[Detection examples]

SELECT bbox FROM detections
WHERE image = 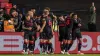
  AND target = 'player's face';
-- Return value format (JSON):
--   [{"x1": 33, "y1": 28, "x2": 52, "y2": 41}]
[
  {"x1": 92, "y1": 2, "x2": 94, "y2": 6},
  {"x1": 44, "y1": 9, "x2": 49, "y2": 15},
  {"x1": 13, "y1": 5, "x2": 17, "y2": 8},
  {"x1": 26, "y1": 16, "x2": 30, "y2": 20},
  {"x1": 74, "y1": 15, "x2": 78, "y2": 19}
]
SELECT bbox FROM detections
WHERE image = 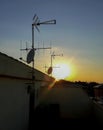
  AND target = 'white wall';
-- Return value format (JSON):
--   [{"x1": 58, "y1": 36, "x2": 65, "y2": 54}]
[{"x1": 0, "y1": 53, "x2": 53, "y2": 130}]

## Instruction
Rewrite the material above with every "bbox" swapped for "bounding_box" and nothing else changed. Omit the pictures from your answer.

## Answer below
SELECT bounding_box FROM detections
WHERE image = 
  AND target = 'player's face';
-- Return value format (JSON):
--   [{"x1": 33, "y1": 28, "x2": 52, "y2": 41}]
[
  {"x1": 92, "y1": 2, "x2": 94, "y2": 6},
  {"x1": 44, "y1": 9, "x2": 49, "y2": 15},
  {"x1": 13, "y1": 5, "x2": 17, "y2": 8},
  {"x1": 26, "y1": 16, "x2": 30, "y2": 20},
  {"x1": 74, "y1": 15, "x2": 78, "y2": 19}
]
SELECT bounding_box FROM detections
WHERE image = 
  AND target = 'white wall';
-- Return value format (JSON):
--   [{"x1": 58, "y1": 36, "x2": 65, "y2": 54}]
[{"x1": 0, "y1": 53, "x2": 53, "y2": 130}]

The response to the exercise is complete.